» **TASK TO COMPLETE**:
Please return all lines from the records below that include the string "tree".

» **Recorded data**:
-----

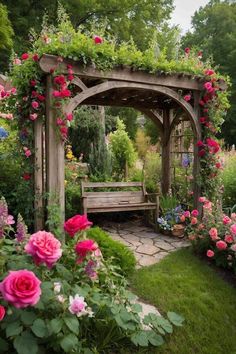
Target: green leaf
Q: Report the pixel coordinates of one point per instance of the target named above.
(176, 319)
(26, 343)
(56, 325)
(39, 328)
(28, 317)
(3, 345)
(73, 324)
(14, 329)
(69, 342)
(155, 339)
(140, 338)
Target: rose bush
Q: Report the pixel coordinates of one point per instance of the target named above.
(214, 235)
(67, 299)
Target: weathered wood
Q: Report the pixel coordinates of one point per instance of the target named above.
(196, 159)
(54, 157)
(38, 176)
(47, 62)
(165, 155)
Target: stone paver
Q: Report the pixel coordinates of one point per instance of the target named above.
(148, 246)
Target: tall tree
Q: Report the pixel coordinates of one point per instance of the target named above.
(6, 34)
(214, 32)
(123, 18)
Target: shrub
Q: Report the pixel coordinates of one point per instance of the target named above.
(214, 235)
(67, 298)
(229, 181)
(152, 171)
(110, 248)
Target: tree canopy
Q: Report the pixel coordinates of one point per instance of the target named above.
(214, 32)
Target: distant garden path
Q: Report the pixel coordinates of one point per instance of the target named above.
(148, 247)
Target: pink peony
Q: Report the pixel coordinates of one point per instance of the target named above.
(193, 221)
(210, 253)
(33, 116)
(85, 247)
(233, 229)
(226, 220)
(202, 199)
(77, 305)
(44, 248)
(2, 312)
(97, 39)
(213, 234)
(187, 98)
(195, 213)
(76, 223)
(187, 214)
(25, 56)
(221, 245)
(21, 288)
(229, 239)
(35, 104)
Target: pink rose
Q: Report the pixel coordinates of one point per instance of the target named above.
(2, 312)
(44, 248)
(210, 253)
(213, 233)
(229, 239)
(97, 39)
(77, 305)
(187, 98)
(195, 213)
(35, 104)
(221, 245)
(82, 248)
(25, 56)
(233, 229)
(21, 288)
(193, 221)
(187, 214)
(226, 220)
(76, 223)
(202, 199)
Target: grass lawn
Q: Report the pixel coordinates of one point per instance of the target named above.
(184, 284)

-----

» **SOLUTION BELOW**:
Target: tall tree
Target: tree canopy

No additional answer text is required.